What you give back should match the entries below character for character.
[Supplied material — start]
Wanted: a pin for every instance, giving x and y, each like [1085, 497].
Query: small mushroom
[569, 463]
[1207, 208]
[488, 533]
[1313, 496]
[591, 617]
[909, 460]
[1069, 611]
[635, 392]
[Supplied material — finish]
Task output »
Wanted: a pin for every instance, giving x and y, each like [1085, 497].
Query: small mushroom
[569, 463]
[1207, 208]
[488, 533]
[1313, 496]
[591, 617]
[909, 460]
[1069, 611]
[635, 392]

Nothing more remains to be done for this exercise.